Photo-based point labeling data

[START]

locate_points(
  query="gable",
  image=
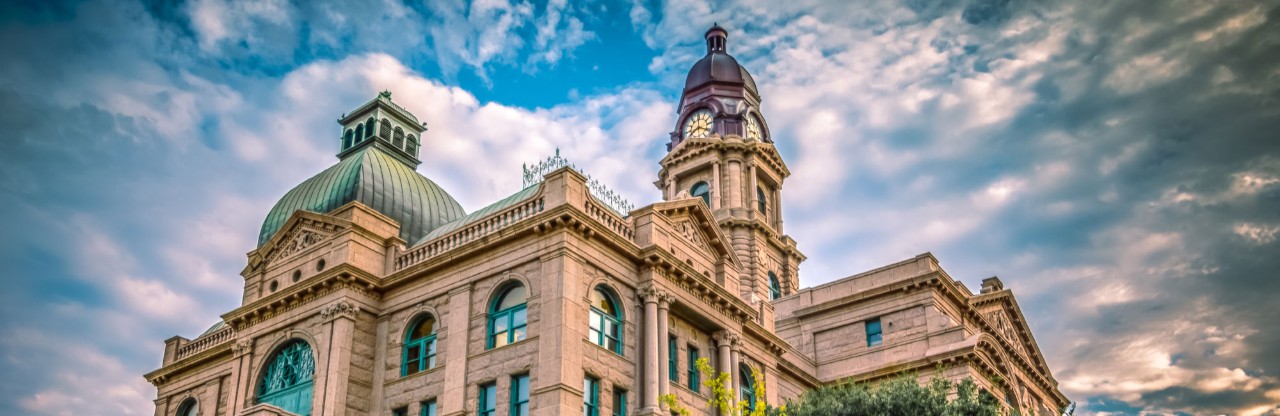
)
(693, 223)
(301, 232)
(1006, 318)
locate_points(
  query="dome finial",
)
(716, 40)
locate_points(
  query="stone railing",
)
(205, 342)
(611, 220)
(478, 229)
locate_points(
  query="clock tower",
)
(721, 151)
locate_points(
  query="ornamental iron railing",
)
(612, 200)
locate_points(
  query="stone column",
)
(718, 195)
(663, 341)
(725, 342)
(241, 376)
(649, 397)
(737, 375)
(341, 319)
(456, 323)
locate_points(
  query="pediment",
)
(693, 222)
(301, 232)
(1006, 318)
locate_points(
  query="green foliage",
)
(903, 396)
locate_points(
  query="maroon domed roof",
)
(718, 65)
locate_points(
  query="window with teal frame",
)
(488, 400)
(508, 318)
(775, 287)
(874, 337)
(620, 402)
(702, 191)
(748, 387)
(606, 325)
(188, 407)
(520, 396)
(590, 397)
(672, 355)
(419, 346)
(762, 204)
(287, 378)
(694, 383)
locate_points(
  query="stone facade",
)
(682, 273)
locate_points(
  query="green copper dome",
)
(378, 179)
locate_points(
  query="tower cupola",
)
(720, 96)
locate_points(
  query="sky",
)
(1115, 163)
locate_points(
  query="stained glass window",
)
(606, 321)
(508, 316)
(287, 379)
(419, 346)
(702, 191)
(873, 333)
(694, 383)
(775, 287)
(748, 387)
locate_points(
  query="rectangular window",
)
(590, 397)
(672, 374)
(488, 400)
(694, 383)
(873, 333)
(620, 402)
(520, 396)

[END]

• WHAT THE TASK REQUIRES:
Please rewrite all of these lines, requests included, rescaling every point coordinate in the answers by 0.3 and rounding each to a whole number, with halves rounded up. Keep the pictures out of your answer.

• EXPECTED ANSWER:
locate_points(
  query="gable",
  image=
)
(208, 67)
(90, 70)
(302, 95)
locate_points(
  query="dome finial",
)
(215, 12)
locate_points(
  query="stone railing",
)
(62, 103)
(183, 66)
(143, 69)
locate_points(
  query="clock tower",
)
(216, 45)
locate_points(
  query="ornamental iron railing",
)
(184, 60)
locate_points(
  query="stone column",
)
(215, 59)
(199, 102)
(218, 103)
(72, 113)
(195, 119)
(221, 113)
(102, 96)
(137, 97)
locate_points(
  query="pediment",
)
(208, 67)
(90, 70)
(302, 95)
locate_points(
  query="green foliage",
)
(271, 119)
locate_points(
  query="maroon domed roof",
)
(215, 20)
locate_points(
  query="window with teal frame",
)
(146, 120)
(152, 95)
(233, 86)
(262, 101)
(186, 121)
(211, 57)
(224, 116)
(182, 98)
(56, 122)
(156, 119)
(177, 119)
(202, 107)
(126, 104)
(229, 61)
(86, 113)
(208, 115)
locate_points(
  query="stone facade",
)
(205, 82)
locate_points(
  query="green copper dome",
)
(113, 54)
locate_points(
  query="tower cupola",
)
(216, 29)
locate_points(
  query="sky",
)
(335, 49)
locate_points(
  query="stained glass window",
)
(182, 96)
(152, 95)
(86, 114)
(126, 104)
(211, 57)
(262, 100)
(208, 115)
(233, 86)
(224, 116)
locate_points(
  query="rectangular window",
)
(177, 119)
(202, 112)
(146, 120)
(208, 115)
(262, 100)
(186, 121)
(156, 119)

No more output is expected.